** Lesetext **
------------
Die Kinderchirurgie des Universitätsklinikums Leipzig (UKL) hat die weltweit erste Fall-Serie von Smartphone-bezogenen Unfällen bei Kindern und Jugendlichen veröffentlicht. Die Zunahme ist Besorgnis erregend, bald ist der erste tödliche Unfall in Deutschland zu befürchten.
Die Ergebnisse der Untersuchung des Universitätsklinikums Leipzig sind in der aktuellen Ausgabe der Fachzeitschrift „Pediatric Emergency Care“ veröffentlicht worden. Untersucht wurden Fälle von Kindern und Jugendlichen, die am UKL behandelt wurden, aus den Jahren 2008 bis 2018.
Ein erster Fall trat 2012 auf. Seitdem mussten am UKL zehn Mädchen und Jungen nach Smartphone-Unfällen stationär behandelt werden. Für Klinikdirektor Prof. Martin Lacher gestaltet sich dabei die jüngste Zunahme Besorgnis erregend. Der erste Todesfall durch Smartphone-Nutzung sei bald zu befürchten..
Verursacher von Unfällen sind dabei häufig die Smartphone-Nutzer selbst: Keineswegs grundlos entstand bereits das Kunstwort „Smombie“ – eine Vermischung von „Smartphone“ und „Zombie“. Gemeint sind Menschen, die durch den ständigen Blick auf ihr Telefon so stark abgelenkt sind, dass sie ihre Umgebung kaum noch wahrnehmen.
Aus Sicht von Professor Lacher ist der Trend fatal: Smombies werden zur Gefahr. „Sie stoßen mit anderen Fußgängern oder Radfahrern zusammen oder laufen, ohne den Blick zu heben, über die Straße“, erklärt Lacher, der Direktor der Klinik und Poliklinik für Kinderchirurgie am Leipziger Universitätsklinikum ist.
In ihrer Studie untersuchten die Kinderchirurgen alle Fälle, in denen das Smartphone eine Rolle spielte. Acht der zehn Fälle geschahen erst 2016 oder später. Denn immer mehr Kinder und Jugendliche besitzen inzwischen schon in jungen Jahren ein eigenes Mobiltelefon.
------------
[Gespeicherte Dateneinträge]
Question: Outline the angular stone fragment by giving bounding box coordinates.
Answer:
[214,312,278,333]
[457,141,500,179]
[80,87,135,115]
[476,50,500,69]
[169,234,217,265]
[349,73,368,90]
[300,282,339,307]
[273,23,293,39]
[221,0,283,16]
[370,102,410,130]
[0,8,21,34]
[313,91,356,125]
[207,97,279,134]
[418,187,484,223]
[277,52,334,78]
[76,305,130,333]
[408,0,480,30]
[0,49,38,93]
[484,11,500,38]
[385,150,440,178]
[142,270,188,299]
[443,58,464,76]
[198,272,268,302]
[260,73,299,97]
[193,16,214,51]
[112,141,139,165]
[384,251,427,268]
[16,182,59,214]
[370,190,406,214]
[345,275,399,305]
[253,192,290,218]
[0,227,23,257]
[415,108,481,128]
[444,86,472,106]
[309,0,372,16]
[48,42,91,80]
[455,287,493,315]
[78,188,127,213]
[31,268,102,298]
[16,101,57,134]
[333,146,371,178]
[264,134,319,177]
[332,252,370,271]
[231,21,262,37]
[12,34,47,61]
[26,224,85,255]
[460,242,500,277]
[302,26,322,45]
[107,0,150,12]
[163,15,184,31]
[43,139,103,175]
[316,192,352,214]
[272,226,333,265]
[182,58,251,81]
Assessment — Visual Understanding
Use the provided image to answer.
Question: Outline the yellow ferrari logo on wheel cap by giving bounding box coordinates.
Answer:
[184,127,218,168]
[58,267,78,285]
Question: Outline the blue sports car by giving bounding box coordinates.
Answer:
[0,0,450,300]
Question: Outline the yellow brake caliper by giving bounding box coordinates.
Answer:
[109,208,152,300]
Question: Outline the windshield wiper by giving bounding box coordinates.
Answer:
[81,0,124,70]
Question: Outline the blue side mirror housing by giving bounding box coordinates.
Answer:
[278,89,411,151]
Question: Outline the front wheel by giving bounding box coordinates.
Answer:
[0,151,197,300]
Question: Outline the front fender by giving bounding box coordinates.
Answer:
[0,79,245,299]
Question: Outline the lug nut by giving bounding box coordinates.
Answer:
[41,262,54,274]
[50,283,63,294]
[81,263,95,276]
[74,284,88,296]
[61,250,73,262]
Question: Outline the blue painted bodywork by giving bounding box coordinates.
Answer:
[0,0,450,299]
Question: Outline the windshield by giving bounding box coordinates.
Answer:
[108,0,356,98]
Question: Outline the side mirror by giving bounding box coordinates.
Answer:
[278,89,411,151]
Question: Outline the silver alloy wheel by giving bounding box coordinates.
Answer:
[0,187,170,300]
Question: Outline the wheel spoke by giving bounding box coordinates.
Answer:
------------
** Aufgabenstellung **
Setze den Lesetext über Smartphone-Unfälle bei Kindern und Jugendlichen nach seinem letzten Satz fort. Die Datensätze sind eigenständiges Material und gehören nicht zum Lesetext.

** Ergebnis **
Mädchen stärker gefährdet
Die Patienten wurden in der Studie auch dahingehend eingeteilt, ob ihre Rolle beim Unfall aktiv oder passiv war. Neben nur zwei Passiv-Fällen, in denen Kleinstkinder leichte Blessuren erlitten, weil ihre Eltern sie mit dem Smartphone verletzten, stehen acht Fälle mit aktiver Rolle.
Dass laut Studien dabei eher Mädchen einer gewissen Smartphone-Sucht verfallen, war auch bei der Fall-Serie der Leipziger Kinderchirurgen zu beobachten: Nur bei zwei der zehn Fälle stand ein Junge im Zentrum des Geschehens.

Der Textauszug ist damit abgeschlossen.